> Dataset records:

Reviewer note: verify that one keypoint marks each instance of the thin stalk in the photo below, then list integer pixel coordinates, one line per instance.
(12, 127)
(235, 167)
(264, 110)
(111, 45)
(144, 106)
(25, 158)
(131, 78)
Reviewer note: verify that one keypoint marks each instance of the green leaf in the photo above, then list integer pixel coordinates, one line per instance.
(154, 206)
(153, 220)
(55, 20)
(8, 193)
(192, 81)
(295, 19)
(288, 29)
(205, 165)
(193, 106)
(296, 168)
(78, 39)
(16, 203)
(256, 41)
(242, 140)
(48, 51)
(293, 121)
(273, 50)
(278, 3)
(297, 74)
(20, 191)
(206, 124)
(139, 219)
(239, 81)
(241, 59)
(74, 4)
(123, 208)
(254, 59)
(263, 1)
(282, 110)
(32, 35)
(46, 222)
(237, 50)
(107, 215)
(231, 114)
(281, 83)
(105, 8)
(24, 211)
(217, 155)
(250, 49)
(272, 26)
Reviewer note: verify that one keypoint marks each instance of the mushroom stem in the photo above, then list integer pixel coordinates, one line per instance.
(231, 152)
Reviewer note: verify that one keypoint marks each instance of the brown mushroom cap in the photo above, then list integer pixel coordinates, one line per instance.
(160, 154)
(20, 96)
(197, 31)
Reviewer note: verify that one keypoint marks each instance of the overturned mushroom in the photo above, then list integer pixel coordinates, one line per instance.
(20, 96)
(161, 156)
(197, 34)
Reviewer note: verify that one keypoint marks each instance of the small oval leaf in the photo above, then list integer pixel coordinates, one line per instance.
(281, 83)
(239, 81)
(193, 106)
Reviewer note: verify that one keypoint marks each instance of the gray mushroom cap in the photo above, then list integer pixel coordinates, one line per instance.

> Given problem:
Render as a JSON list of strings, one string per line with blank lines omitted, the lines of the material starting at the line that contains "of the small" and ending at the end of the material.

> Complete output:
[
  "Reviewer note: verify that one keypoint marks each instance of the small oval leaf in the photo above, then list integer pixel coordinates, one line per instance.",
  "(281, 83)",
  "(239, 81)",
  "(193, 106)",
  "Reviewer note: verify that one keypoint marks each instance of the gray mushroom cap in the photo above, then list integer pixel coordinates, one line per instance."
]